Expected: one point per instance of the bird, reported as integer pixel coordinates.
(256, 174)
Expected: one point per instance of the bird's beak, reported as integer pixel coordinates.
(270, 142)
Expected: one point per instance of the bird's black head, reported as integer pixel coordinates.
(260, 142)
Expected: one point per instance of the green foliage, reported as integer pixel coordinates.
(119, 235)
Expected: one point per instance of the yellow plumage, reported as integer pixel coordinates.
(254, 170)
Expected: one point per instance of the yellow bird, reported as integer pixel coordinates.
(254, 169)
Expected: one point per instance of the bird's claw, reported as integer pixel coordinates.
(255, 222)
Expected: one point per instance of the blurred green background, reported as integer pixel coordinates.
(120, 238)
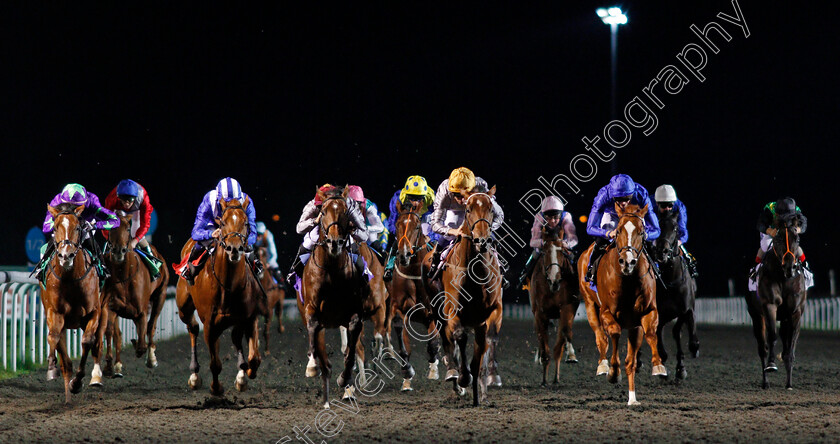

========

* _Short exercise_
Change every "Expected" in the items above to "Required" and reproduce all the lines with nothing else altered. Omit the pictures from the output.

* _Exercise answer_
Required: one point per instance of the bird, reported as integer pixel coordinates.
(256, 174)
Required: one point per instance of the bird's beak, reported as integer pixel coordinates.
(270, 142)
Required: one point per instance of the bird's black head, reported as integer pixel coordinates.
(260, 142)
Required: one point per instance of the green foliage, reported as integer pixel coordinates.
(119, 235)
Required: one point per instance of the yellow plumage, reported as integer pixel coordinates.
(254, 170)
Required: one point per instance of the yellow bird, reported as integer pixel coordinates.
(254, 169)
Required: one point per instance of the bird's claw, reported as integer pixel coordinates.
(255, 222)
Required: one point per instance of the blurred green background, reported as integer pixel coordinates.
(120, 238)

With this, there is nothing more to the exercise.